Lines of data
* start *
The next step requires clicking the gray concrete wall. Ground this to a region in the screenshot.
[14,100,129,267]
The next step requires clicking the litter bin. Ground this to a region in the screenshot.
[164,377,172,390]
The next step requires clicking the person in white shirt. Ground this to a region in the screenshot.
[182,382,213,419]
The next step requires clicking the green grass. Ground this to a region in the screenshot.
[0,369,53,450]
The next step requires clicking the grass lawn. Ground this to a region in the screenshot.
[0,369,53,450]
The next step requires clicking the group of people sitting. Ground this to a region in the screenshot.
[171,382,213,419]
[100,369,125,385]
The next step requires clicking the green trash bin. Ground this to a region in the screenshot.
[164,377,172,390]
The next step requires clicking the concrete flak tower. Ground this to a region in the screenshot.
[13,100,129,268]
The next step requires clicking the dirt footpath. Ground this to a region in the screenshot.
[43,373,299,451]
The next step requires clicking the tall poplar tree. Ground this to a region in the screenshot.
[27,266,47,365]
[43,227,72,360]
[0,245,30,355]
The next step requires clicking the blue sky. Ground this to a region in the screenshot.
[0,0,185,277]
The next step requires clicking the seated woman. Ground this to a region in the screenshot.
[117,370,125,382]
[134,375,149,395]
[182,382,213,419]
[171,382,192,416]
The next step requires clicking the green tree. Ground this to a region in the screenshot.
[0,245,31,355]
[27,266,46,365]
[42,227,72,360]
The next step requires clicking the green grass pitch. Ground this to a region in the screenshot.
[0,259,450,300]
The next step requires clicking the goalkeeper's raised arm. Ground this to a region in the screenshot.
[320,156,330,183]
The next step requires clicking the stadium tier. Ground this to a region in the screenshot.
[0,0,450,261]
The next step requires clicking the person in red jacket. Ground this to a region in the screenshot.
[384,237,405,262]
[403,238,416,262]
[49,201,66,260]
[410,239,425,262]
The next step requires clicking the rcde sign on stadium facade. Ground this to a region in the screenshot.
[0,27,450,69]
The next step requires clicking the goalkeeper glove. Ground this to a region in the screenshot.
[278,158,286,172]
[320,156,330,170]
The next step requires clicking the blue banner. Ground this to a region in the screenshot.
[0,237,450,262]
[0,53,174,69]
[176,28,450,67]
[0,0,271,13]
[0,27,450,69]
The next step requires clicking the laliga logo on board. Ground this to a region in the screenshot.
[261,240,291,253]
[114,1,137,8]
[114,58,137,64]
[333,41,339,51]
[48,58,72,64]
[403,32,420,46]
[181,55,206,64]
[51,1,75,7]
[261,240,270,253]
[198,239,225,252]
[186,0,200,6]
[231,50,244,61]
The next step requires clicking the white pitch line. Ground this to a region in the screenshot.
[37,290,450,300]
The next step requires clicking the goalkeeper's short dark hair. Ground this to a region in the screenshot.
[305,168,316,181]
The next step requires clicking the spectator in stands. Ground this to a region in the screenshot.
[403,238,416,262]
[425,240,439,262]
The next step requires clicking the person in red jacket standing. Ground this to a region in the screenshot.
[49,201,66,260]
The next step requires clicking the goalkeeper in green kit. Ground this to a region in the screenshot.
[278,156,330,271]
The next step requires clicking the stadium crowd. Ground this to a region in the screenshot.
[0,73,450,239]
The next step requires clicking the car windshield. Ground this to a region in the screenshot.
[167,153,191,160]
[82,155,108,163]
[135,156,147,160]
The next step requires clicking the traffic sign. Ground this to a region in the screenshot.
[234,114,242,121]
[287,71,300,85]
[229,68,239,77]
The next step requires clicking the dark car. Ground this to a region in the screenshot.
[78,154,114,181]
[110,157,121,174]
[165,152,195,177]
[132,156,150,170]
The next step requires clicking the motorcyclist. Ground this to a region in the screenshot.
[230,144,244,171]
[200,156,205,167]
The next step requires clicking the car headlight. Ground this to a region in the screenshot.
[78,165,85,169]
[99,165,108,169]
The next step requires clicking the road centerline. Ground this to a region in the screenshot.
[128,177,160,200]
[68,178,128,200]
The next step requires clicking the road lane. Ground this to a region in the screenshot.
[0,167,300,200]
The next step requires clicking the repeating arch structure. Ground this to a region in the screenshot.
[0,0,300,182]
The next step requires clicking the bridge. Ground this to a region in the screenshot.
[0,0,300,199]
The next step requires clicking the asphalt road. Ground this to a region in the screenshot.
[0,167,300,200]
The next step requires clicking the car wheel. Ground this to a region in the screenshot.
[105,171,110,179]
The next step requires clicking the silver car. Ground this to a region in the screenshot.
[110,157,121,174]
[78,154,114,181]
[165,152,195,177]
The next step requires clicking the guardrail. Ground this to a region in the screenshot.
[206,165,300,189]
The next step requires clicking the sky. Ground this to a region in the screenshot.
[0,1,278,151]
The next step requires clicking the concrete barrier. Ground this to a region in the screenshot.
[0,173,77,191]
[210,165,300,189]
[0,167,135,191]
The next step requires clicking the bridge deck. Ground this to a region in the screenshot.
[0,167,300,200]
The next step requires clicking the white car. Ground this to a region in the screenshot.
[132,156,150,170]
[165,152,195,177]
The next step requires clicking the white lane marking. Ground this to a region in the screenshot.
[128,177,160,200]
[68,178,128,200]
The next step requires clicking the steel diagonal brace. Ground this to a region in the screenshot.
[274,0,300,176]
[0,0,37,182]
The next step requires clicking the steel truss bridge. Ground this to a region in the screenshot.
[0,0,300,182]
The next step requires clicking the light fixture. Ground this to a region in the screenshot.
* end *
### What is required
Rewrite all the records above, replacing "Ground this to" with "Map this to" wherever it occurs and changing nothing else.

### Answer to this problem
The next step requires clicking the gray concrete wall. Map this to a region in the screenshot.
[14,100,129,267]
The next step requires clicking the litter bin. Map this to a region in the screenshot.
[164,377,172,390]
The next step requires clicking the person in white shirt. Map this to a region in the screenshot.
[182,382,213,419]
The next step requires clicking the green grass. Map this to a region in the screenshot.
[0,369,53,450]
The next step requires clicking the grass lawn. Map this to a region in the screenshot.
[0,369,53,450]
The next step requires clicking the group of people sitting. Map this to a region in the screenshot.
[171,382,213,419]
[100,369,125,385]
The next step requires clicking the green trash bin. Map this to a region in the screenshot.
[164,377,172,390]
The next step requires clicking the concrete flak tower. Map this to a region in the screenshot.
[13,100,129,268]
The next step requires clicking the dirt footpath. Map this to a region in the screenshot.
[43,373,299,451]
The next step requires clicking the tall poplar tree. Map this to a region in the screenshot.
[27,266,47,365]
[43,227,72,360]
[0,245,30,355]
The next step requires clicking the blue sky. Map this to a region in the screenshot.
[0,0,185,277]
The next step requires clicking the seated woman. Map this to a region in the screenshot.
[117,370,125,382]
[134,375,149,395]
[182,382,213,419]
[171,382,192,416]
The next step requires clicking the green tree. Map this to a region in the screenshot.
[0,245,31,355]
[27,266,46,365]
[42,227,72,360]
The next step requires clicking the green grass pitch. Map this to a region in the screenshot.
[0,259,450,300]
The next step requires clicking the goalkeeper's raised arm. Map this to a region in the screenshot.
[320,156,330,183]
The next step requires clicking the stadium tier. Map this to a region in the screenshot.
[0,0,450,261]
The next step requires clicking the person in red jacket. Map this to a region in the screenshot.
[384,237,405,262]
[403,238,416,262]
[49,201,66,260]
[410,239,425,262]
The next step requires clicking the rcde sign on stadium facade. Map this to a region in the screenshot.
[0,27,450,69]
The next step requires clicking the goalkeeper glove. Map this to a region in the screenshot.
[278,158,286,172]
[320,156,330,170]
The next step requires clicking the blue banner. Map this to a region in the screenshot.
[0,237,450,262]
[0,53,174,69]
[176,28,450,67]
[0,0,271,13]
[0,27,450,69]
The next step requires clicking the laliga logo on board. Map this to a region in the screenshot.
[261,240,291,253]
[114,1,137,8]
[114,58,137,64]
[333,41,339,51]
[48,58,72,64]
[403,32,420,46]
[181,55,206,64]
[51,1,75,7]
[261,240,270,253]
[198,239,225,252]
[186,0,200,6]
[231,50,244,61]
The next step requires clicking the white pitch line. Map this to a region in the screenshot.
[37,290,450,300]
The next step requires clicking the goalkeeper's short dark hair. Map this to a region in the screenshot.
[305,168,316,181]
The next step requires clicking the spectator in stands. Map this to a region in the screenshot.
[403,238,416,262]
[425,240,439,262]
The next step requires clicking the person in red jacket standing. Map this to a region in the screenshot.
[49,201,66,260]
The next step requires clicking the goalkeeper in green kit. Map this to a region in the screenshot.
[278,156,330,271]
The next step requires clicking the stadium crowd. Map this to a region in the screenshot.
[0,73,450,239]
The next step requires clicking the car windshield. Map this to a region in the screenshot.
[167,153,191,160]
[82,155,108,163]
[135,156,147,160]
The next step requires clicking the traffic sign. Map this to a region in the screenshot.
[234,114,242,121]
[287,71,300,85]
[229,68,239,77]
The next step requires clicking the dark car. Map this to a region in the screenshot.
[78,154,114,181]
[110,157,121,174]
[165,152,195,177]
[132,156,150,170]
The next step requires clicking the motorcyclist. Map this to a region in the screenshot.
[230,144,244,171]
[200,156,205,167]
The next step requires clicking the car headlight. Map this to a region in the screenshot.
[78,165,85,169]
[99,165,108,169]
The next step requires clicking the road centerline. Map this to a region in the screenshot.
[128,177,160,200]
[68,178,128,200]
The next step requires clicking the road lane. Map this to a region in the screenshot.
[0,167,300,200]
The next step requires clicking the repeating arch structure. Map this to a region in the screenshot.
[0,0,300,182]
The next step requires clicking the bridge. Map this to a region in the screenshot.
[0,0,300,199]
The next step requires clicking the asphalt road. Map this to a region in the screenshot.
[0,167,300,200]
The next step requires clicking the car wheel. Map this to a region in the screenshot.
[105,171,110,179]
The next step requires clicking the silver car. Map this to a region in the screenshot.
[110,157,121,174]
[78,154,114,181]
[165,152,195,177]
The next step requires clicking the guardrail. Map this to a region in the screenshot.
[206,165,300,189]
The next step requires clicking the sky. Map this to a region in the screenshot.
[0,1,278,151]
The next step requires clicking the concrete barrier. Map this to a region in the screenshot.
[0,173,77,191]
[210,165,300,189]
[0,167,135,191]
The next step requires clicking the bridge deck. Map this to a region in the screenshot.
[0,167,300,200]
The next step requires clicking the white car. Map this to a region in the screenshot.
[132,156,150,170]
[165,152,195,177]
The next step requires clicking the white lane marking. Map this to a region in the screenshot.
[128,177,160,200]
[68,178,128,200]
The next step requires clicking the steel diagonal brace. Map this to a region in the screenshot.
[274,0,300,176]
[0,0,37,182]
The next step requires clicking the steel truss bridge. Map this to a region in the screenshot.
[0,0,300,182]
The next step requires clicking the light fixture. Map this to a region in the screenshot.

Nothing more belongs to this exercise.